[EXERCISE AIM] Return, word for word, the section of the rows below that opens with the line containing "Each <instance> block describes" and closes with the line containing "positive clicks: (128, 51) (546, 32)", including both of those lines and nothing else.
—————
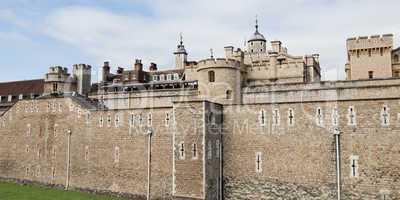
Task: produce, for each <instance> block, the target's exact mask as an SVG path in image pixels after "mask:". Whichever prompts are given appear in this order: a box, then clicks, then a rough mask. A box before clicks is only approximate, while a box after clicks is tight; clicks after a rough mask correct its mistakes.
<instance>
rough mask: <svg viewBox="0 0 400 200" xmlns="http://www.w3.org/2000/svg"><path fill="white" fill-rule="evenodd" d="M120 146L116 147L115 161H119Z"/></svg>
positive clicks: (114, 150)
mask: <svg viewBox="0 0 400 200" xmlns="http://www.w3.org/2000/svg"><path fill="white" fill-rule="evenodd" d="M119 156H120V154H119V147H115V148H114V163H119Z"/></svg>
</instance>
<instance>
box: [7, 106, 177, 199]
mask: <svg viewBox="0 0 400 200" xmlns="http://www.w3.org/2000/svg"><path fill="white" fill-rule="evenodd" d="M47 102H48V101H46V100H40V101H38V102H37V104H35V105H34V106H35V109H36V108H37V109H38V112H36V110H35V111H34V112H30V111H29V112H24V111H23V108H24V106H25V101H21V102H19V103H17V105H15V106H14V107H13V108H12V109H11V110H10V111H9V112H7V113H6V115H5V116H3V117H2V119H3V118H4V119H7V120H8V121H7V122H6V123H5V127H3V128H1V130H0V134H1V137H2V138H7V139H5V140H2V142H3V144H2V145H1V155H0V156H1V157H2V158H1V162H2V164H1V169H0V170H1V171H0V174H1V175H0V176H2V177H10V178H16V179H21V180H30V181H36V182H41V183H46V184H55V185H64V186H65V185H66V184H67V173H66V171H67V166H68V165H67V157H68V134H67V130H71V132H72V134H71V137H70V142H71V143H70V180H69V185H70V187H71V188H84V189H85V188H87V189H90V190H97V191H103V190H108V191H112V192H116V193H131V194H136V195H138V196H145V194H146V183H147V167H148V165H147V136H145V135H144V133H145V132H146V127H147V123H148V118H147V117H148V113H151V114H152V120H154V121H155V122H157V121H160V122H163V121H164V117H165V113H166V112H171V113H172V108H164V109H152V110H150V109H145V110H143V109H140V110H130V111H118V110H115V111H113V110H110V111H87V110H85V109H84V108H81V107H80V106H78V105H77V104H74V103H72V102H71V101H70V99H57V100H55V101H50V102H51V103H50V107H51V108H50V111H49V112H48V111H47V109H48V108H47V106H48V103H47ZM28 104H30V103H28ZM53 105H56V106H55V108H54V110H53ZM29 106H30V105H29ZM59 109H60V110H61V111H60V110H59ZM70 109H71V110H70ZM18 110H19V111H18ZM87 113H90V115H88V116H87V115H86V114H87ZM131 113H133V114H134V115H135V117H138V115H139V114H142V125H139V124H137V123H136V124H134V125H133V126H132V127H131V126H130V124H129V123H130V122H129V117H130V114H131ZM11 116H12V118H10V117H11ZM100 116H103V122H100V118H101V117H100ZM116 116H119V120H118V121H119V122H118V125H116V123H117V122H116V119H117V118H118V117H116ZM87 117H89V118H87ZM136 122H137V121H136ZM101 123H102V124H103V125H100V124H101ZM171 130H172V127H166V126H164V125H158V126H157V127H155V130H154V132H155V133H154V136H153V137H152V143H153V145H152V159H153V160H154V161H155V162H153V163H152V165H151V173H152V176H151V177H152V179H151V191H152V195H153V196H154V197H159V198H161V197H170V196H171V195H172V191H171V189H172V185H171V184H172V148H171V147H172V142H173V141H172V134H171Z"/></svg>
—————
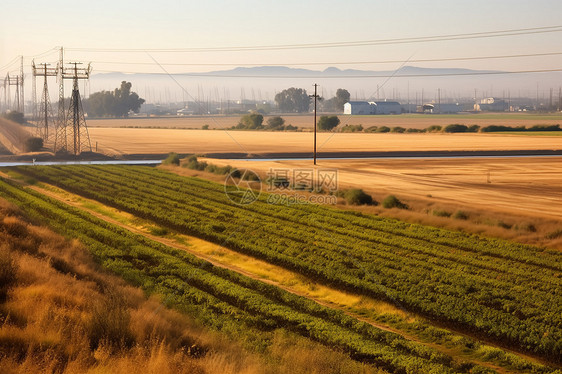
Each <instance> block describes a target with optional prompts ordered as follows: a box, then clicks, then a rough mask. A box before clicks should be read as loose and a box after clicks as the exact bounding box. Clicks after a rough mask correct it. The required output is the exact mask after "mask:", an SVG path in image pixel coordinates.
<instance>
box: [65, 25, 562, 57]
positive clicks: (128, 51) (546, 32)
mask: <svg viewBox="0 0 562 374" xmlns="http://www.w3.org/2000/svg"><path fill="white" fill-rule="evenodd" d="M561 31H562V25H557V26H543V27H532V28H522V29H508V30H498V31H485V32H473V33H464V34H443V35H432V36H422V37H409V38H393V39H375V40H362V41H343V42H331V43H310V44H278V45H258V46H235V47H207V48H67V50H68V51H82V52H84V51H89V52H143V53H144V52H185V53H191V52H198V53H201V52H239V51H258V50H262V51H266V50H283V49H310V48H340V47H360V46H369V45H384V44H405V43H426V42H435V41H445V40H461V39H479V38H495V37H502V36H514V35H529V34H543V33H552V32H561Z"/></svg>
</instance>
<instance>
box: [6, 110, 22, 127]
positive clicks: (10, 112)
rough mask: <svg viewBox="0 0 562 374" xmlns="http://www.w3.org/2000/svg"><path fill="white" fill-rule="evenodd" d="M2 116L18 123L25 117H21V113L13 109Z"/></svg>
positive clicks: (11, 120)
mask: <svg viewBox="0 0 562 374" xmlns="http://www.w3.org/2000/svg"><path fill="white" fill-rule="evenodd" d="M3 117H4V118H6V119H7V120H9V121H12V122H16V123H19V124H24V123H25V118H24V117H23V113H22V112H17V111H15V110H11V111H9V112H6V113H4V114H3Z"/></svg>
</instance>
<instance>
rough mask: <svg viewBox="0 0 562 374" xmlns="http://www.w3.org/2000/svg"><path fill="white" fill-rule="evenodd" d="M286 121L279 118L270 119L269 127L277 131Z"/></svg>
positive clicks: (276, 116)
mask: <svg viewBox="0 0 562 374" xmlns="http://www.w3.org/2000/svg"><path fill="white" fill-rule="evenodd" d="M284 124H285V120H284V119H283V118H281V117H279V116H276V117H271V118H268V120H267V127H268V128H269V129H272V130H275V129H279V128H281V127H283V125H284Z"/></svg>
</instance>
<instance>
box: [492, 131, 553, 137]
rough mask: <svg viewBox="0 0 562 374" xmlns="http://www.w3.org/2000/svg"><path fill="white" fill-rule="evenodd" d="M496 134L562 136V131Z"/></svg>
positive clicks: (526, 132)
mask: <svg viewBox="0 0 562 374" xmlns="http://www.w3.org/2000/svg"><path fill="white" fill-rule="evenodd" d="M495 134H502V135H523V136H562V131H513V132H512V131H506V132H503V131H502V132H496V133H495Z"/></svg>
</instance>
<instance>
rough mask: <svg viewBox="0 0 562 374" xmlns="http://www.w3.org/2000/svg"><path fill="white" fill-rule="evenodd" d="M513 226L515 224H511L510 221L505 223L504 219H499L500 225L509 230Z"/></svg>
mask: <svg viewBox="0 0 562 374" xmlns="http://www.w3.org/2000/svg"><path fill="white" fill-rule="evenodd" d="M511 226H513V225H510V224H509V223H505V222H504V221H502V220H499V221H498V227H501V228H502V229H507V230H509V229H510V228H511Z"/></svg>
—————
[EXERCISE OUTPUT]
Each <instance> block describes a target with optional prompts ordered as follows: a box, then clicks, then a rough mask. A box before clicks should be read as loose and a box after clicks as the exact bounding box. Clicks after a rough mask correct it. The required output is the exact mask after "mask:", an SVG path in image pixel coordinates.
<instance>
box: [65, 25, 562, 57]
positive clicks: (128, 51) (546, 32)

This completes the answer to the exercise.